***** PAGE TEXT *****

On the 14th stop of the Professional Bowlers Association winter tour, in another fluorescent bright bowling center surrounded by the lights of another commercial strip, Joe Berardi is drinking draft beer from a plastic cup and checking his vital signs for bowler burnout.
"This is the toughest individual sport in the country to make a living at," says Berardi, who grew up hustling games in the Bronx and, after 11 years of perfect games and impossible splits, still looks like a young Sinatra waiting for a cue. "There is no more tedious life in the world."
When the PBA barnstormed into Baltimore this week for the $120,000 Fair Lanes Open at Woodlawn, half a dozen of the best players on the tour had jumped ship, opting for a week of rest before the rich, prestigious Firestone Tournament of Champions in Ohio at the end of this month.
Some of the bowlers who came sounded eager for sleep after 14 consecutive weeks of competition in 10 states, from California to Connecticut.
"There is a fry factor on this tour," says Guppy Troup, a South Carolina pro who got his name from an amateur league in which he once bowled and his reputation for flamboyancy from the wild, multicolored pants he wears to every tournament. "There is just so much pressure on you, week in and week out."
The PBA tour is somewhat similar to the PGA golf tour. Approximately 90 pros follow the circuit for 37 weeks each year. Rabbits (now gone from the PGA Tour) qualify on Monday. The pro/am is Tuesday. The field is trimmed to 24 on Thursday, then to five on Saturday when the ABC cameras are rolling and the big money is on the line.

*****

__THE TASK__: Extend the piece above about the professional bowling tour, starting right after its final sentence.

***** DATA *****

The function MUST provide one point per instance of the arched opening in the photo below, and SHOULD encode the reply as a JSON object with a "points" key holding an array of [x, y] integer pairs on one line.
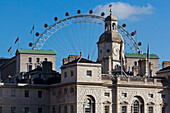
{"points": [[137, 105], [89, 105]]}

*****

__REPLY__:
But the differences between pro bowling and golf couldn't be much greater when you get to paycheck time. The winner of this week's tournament will receive $18,000. A pro golfer with a bum elbow and fading eyesight could almost earn that much in a month just by making the cut. The only bowler to earn more than $1 million in prize money is Earl Anthony, the Babe Ruth of bowling and at 44 still the best in the world. And it took him a dozen years to earn it.
"We've got an image problem," says Berardi, a 29-year-old with gold chains around his neck and brown, blow-dried hair. "Bowling centers are still associated with pool halls. Mention one and you get the image of a guy lying on a bench under a cloud of smoke."
The PBA tour has never been an easy trek, since it was organized in 1958 by an Ohio attorney. The best bowlers were then in the Midwest, representing breweries and competing on weekends. In 1961 the tour gained financial respectability when ABC began televising the final day of match play. In its Saturday afternooon time slot, pro bowling has never been beaten in the ratings, not even by college football or the Masters golf tournament.
But the PBA audience is largely blue collar and advertisers will not pay top dollar to reach it. While the PGA tour is a weekly parade of many fair-haired, aristocratic types descending on the playing fields of the rich, the bowling tour is more like a traveling circus, moving from town to town in cars and motor homes.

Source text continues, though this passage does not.